#### ЗАДАЧИ И ЗАДАНИЯ
1. Ответьте «да» или «нет», согласуется ли каждое утверждение с текстом о Дюка как педагоге, и приведите точную цитату из текста, которая решает ответ. (a) Дюка начал вести курс композиции в Парижской национальной консерватории в 1927 году. (b) В консерватории у Дюка учились главным образом иностранцы. (c) Надя Буланже руководила вторым классом композиции «Школы».
2. Процитируйте фрагмент текста о Дюка как педагоге, начиная со слов «Он вел курс» и заканчивая словами «романтикам и импрессионистам.».

#### ТЕКСТ СТРАНИЦЫ
==================================================

Он вел курс композиции с 1925 года в École Normale, а с 1927 — в Парижской национальной консерватории, в которой у Дюка учились почти исключительно французы. По сравнению с другим консерваторским профессором композиции Анри Бюссером, также принадлежавшим в свое время к окружению Дебюсси, Дюка был педагогом более прогрессивного склада. Впрочем, в эти годы модернистские веяния проявлялись в консерватории слабо, и не там формировались сторонники подобных направлений. В École Normale с ее интернациональным составом такие ученики встречались чаще. Но в классе Дюка они появлялись эпизодически. С ними умела находить общий язык Надя Буланже, руководитель второго класса композиции «Школы».

Ученики Дюка в большинстве сохраняли любовь и уважение к романтикам и импрессионистам.

==================================================

#### ИСХОДНЫЕ ДАННЫЕ
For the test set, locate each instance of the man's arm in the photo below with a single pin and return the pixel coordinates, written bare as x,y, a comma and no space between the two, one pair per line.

==================================================

#### РЕШЁННЫЕ ЗАДАНИЯ
1.
(a) Да: «а с 1927 — в Парижской национальной консерватории».
(b) Нет: «в которой у Дюка учились почти исключительно французы».
(c) Да: «Надя Буланже, руководитель второго класса композиции «Школы»».

2.
Он вел курс композиции с 1925 года в École Normale, а с 1927 — в Парижской национальной консерватории, в которой у Дюка учились почти исключительно французы. По сравнению с другим консерваторским профессором композиции Анри Бюссером, также принадлежавшим в свое время к окружению Дебюсси, Дюка был педагогом более прогрессивного склада. Впрочем, в эти годы модернистские веяния проявлялись в консерватории слабо, и не там формировались сторонники подобных направлений. В École Normale с ее интернациональным составом такие ученики встречались чаще. Но в классе Дюка они появлялись эпизодически. С ними умела находить общий язык Надя Буланже, руководитель второго класса композиции «Школы».

Ученики Дюка в большинстве сохраняли любовь и уважение к романтикам и импрессионистам.